== Set exercise ==
Can you put the part of the material that opens with the line containing "Find the silver" and runs through the end of the material into a numbered list, omitting any blank lines?

── Given data ──

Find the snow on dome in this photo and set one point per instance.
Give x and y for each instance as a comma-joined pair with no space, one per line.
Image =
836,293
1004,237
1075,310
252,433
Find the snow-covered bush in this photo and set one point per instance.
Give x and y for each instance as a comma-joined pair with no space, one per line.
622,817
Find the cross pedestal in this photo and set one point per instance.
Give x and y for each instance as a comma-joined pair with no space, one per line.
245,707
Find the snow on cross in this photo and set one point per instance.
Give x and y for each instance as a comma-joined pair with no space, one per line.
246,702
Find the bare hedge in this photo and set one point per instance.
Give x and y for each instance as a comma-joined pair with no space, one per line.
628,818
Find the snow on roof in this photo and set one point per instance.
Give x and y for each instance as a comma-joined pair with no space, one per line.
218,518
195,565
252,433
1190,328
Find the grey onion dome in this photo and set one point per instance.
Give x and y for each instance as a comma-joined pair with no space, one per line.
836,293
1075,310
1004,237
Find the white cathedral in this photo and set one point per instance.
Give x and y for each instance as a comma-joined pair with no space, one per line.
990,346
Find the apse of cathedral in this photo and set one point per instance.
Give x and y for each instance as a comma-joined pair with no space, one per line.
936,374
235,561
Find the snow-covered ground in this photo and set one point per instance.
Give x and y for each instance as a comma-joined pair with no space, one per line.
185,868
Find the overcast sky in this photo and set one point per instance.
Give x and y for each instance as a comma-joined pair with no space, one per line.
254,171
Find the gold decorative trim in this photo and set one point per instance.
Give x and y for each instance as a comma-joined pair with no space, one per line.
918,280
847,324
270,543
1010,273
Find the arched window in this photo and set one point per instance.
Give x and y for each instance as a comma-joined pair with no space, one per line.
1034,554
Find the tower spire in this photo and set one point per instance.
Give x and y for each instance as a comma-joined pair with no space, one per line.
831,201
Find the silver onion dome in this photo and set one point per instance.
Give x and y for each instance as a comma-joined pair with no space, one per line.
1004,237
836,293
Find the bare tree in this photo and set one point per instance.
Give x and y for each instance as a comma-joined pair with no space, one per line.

───

== Answer to the exercise ==
1. Find the silver onion dome in this photo and set one point per instance.
2. Give x and y for each instance as a comma-joined pair with no space, one per line.
3. 1004,237
4. 836,293
5. Find the bare tree in this photo and set one point per instance.
6. Give x and y for each instance as a comma-joined pair with no space, one per line.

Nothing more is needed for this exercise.